**What you are asked to do**: Copy the Boulder spring post below from "Spring in Boulder" up to and including "ready for a nap.", changing "tulips" to "daffodils".

Monday, April 12, 2010

Strawberry ice cream

Spring in Boulder always brings with it a certain sense of whimsy-- the sunshine, the bicyclists, the tulips, the quad peppered with shirtless, frizbee-playing boys who all need haircuts and girls tanning (in April? Seriously?). The strict order of the day-to-day that seemed so firmly established before Spring Break crumbles deliciously into the wind at this time of year. Classes get canceled as our teachers scramble to finish dissertations and prepare for concerts, rehearsals get canceled as our accompanists scramble to other rehearsals, homework gets canceled as one of our professors scrambles to recover from a hard-drive crash. These little wrinkles in the fabric of time don't always work out in my favor. But today-- ah, today-- due to one of those lovely little wrinkles, I find myself home before 3, watching cartoons, eating strawberry ice cream, and getting ready for a nap.

Life is good.

Friday, April 9, 2010

Here I am, and here we go.

I'm back. Maybe for good this time. We'll see if it sticks.

(Point-per-instance localization data)
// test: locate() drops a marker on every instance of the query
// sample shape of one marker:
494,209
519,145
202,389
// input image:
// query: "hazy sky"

--

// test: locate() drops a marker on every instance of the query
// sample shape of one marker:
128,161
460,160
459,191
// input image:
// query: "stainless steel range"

==

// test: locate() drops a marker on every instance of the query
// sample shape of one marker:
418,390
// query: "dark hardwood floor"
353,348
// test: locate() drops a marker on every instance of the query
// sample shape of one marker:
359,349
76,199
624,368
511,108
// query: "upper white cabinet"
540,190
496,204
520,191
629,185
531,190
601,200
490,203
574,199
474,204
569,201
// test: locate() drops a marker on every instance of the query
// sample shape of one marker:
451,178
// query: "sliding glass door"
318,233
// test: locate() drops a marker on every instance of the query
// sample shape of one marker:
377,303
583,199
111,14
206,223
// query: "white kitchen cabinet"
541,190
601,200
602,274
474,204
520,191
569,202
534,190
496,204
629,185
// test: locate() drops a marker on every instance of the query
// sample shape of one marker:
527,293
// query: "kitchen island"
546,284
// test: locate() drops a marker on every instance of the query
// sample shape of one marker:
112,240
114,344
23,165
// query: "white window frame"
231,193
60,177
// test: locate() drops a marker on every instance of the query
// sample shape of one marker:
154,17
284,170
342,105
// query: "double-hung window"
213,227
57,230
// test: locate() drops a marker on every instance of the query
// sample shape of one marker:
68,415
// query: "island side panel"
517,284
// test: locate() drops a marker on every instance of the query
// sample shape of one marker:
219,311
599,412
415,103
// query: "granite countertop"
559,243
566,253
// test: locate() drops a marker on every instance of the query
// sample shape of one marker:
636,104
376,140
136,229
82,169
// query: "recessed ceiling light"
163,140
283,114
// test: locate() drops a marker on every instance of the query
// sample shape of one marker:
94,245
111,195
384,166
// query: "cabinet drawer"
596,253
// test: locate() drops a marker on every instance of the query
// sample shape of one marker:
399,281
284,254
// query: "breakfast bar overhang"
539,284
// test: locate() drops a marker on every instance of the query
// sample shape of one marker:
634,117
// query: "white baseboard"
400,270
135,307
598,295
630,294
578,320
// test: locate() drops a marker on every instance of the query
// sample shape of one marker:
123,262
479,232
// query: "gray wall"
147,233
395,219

**Task response**:
Spring in Boulder always brings with it a certain sense of whimsy-- the sunshine, the bicyclists, the daffodils, the quad peppered with shirtless, frizbee-playing boys who all need haircuts and girls tanning (in April? Seriously?). The strict order of the day-to-day that seemed so firmly established before Spring Break crumbles deliciously into the wind at this time of year. Classes get canceled as our teachers scramble to finish dissertations and prepare for concerts, rehearsals get canceled as our accompanists scramble to other rehearsals, homework gets canceled as one of our professors scrambles to recover from a hard-drive crash. These little wrinkles in the fabric of time don't always work out in my favor. But today-- ah, today-- due to one of those lovely little wrinkles, I find myself home before 3, watching cartoons, eating strawberry ice cream, and getting ready for a nap.